_Goal of the exercise_.
Copy out everything from the start of the records down to the line containing "[248,241,380,308]", without the pictures.

___ Data shown

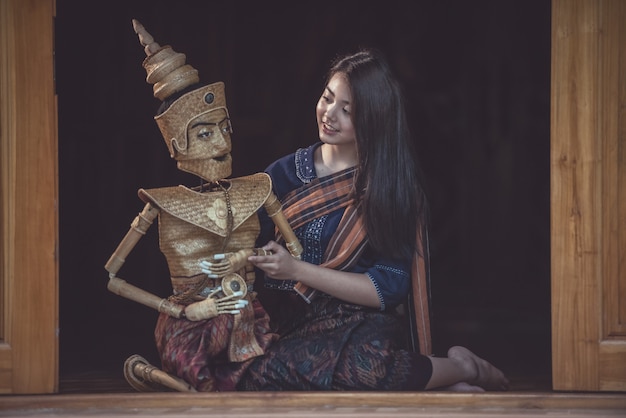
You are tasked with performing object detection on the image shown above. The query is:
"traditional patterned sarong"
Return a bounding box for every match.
[238,158,432,390]
[283,168,432,355]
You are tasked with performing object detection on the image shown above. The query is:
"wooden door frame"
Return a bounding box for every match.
[0,0,58,394]
[550,0,626,391]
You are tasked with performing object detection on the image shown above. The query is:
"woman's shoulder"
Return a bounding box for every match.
[265,142,322,198]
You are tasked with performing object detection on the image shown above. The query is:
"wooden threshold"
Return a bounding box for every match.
[0,392,626,418]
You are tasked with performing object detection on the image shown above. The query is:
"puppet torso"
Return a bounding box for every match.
[139,173,272,294]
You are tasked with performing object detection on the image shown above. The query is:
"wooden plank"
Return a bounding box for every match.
[0,392,626,416]
[599,341,626,392]
[0,0,58,393]
[550,0,602,390]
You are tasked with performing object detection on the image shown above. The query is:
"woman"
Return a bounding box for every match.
[238,50,508,390]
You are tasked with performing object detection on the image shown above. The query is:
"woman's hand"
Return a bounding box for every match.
[248,241,302,280]
[248,241,380,308]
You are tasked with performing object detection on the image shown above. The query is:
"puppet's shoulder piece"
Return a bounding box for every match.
[138,173,272,237]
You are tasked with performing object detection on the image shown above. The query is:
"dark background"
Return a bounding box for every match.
[56,0,550,386]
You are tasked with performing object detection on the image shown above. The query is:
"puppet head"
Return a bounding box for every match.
[133,20,232,181]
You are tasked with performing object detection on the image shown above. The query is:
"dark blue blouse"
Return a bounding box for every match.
[258,142,411,311]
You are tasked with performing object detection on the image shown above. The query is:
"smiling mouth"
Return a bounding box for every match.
[322,123,339,132]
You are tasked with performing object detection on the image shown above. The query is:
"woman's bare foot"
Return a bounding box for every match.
[448,346,509,390]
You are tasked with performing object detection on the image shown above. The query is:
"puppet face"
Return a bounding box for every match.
[155,82,232,181]
[175,107,232,181]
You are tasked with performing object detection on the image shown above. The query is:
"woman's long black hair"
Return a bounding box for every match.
[328,49,426,259]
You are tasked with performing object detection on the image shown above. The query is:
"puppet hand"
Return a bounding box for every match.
[200,249,255,279]
[184,292,248,321]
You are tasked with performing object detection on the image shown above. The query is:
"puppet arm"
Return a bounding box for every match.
[259,193,302,260]
[104,203,184,318]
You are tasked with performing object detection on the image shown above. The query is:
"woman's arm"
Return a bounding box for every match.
[248,241,381,309]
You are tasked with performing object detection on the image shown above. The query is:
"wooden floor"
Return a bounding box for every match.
[0,376,626,418]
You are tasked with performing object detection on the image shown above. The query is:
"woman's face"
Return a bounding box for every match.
[315,73,356,145]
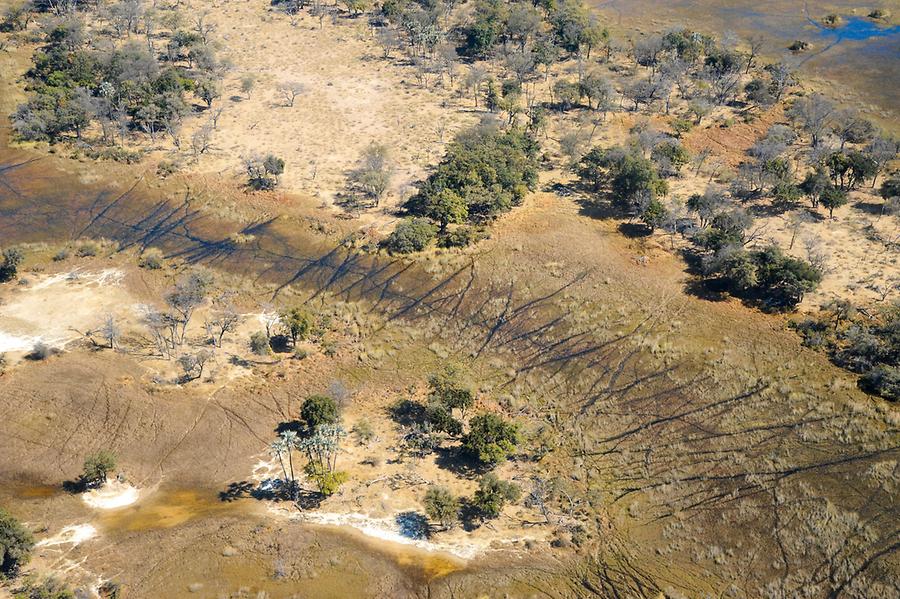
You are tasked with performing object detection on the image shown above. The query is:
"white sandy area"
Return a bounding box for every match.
[81,481,140,510]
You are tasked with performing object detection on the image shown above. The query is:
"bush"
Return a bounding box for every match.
[13,576,75,599]
[138,248,165,270]
[81,449,116,487]
[423,486,459,530]
[425,400,462,437]
[0,248,25,282]
[0,508,34,579]
[304,462,350,497]
[250,331,272,356]
[472,472,522,518]
[353,418,375,445]
[384,218,437,254]
[707,246,822,310]
[75,240,100,258]
[300,395,338,429]
[28,341,53,360]
[463,413,519,465]
[278,307,313,347]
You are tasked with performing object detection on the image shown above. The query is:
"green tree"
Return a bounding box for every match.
[425,188,469,233]
[463,412,519,465]
[81,449,116,487]
[472,472,522,518]
[424,486,459,530]
[819,185,848,219]
[0,508,34,579]
[641,198,669,231]
[384,218,437,254]
[428,363,475,418]
[300,395,339,430]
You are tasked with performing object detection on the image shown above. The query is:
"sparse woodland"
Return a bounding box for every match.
[0,0,900,599]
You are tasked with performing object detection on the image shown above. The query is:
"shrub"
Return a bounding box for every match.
[425,400,462,437]
[81,449,116,487]
[300,395,338,429]
[353,418,375,445]
[278,307,313,347]
[0,248,25,282]
[423,486,459,530]
[13,576,74,599]
[75,240,100,258]
[472,472,522,518]
[250,331,272,356]
[384,218,437,254]
[463,413,519,464]
[304,462,350,497]
[0,508,34,579]
[28,341,53,360]
[707,246,822,310]
[138,248,165,270]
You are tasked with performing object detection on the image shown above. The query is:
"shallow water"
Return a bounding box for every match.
[587,0,900,119]
[818,17,900,42]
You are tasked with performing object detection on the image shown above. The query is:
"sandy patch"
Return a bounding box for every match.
[37,524,97,547]
[295,509,534,560]
[0,268,129,352]
[81,481,140,510]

______

_Exercise result_.
You are tasked with performing object detection on the image shown above. The query is:
"traditional patterned sarong"
Return a bounding box for every match.
[238,158,432,390]
[283,168,432,355]
You are tasked with performing object detection on the image shown above. The query is:
"wooden door frame"
Return a bounding box for every match.
[0,0,58,394]
[550,0,626,391]
You are tasked with performing object detection on the image shown above. The query is:
"woman's shoulder"
Return a bounding box for every match.
[265,142,322,198]
You are tasked with performing object detection on the image shown above. The query is:
"wooden threshold"
Return a bounding box for every match.
[0,392,626,418]
You are tasked with performing object detection on the image shown above. The query is:
"puppet torso"
Return a bounding box for every match.
[139,173,272,294]
You are tasked with performing object detection on the image shown above. The query is:
"wooden plank"
Return a bounding box for every match.
[0,392,626,416]
[599,341,626,392]
[0,0,58,393]
[550,0,602,390]
You are tasked with performing object detection on the image shown above. The query is:
"woman"
Return a bounding box for every match.
[238,50,508,390]
You are tasked with performing object detection on the image shown above. The query is:
"woman's hand"
Return a bounding box for every match.
[248,241,302,280]
[248,241,380,308]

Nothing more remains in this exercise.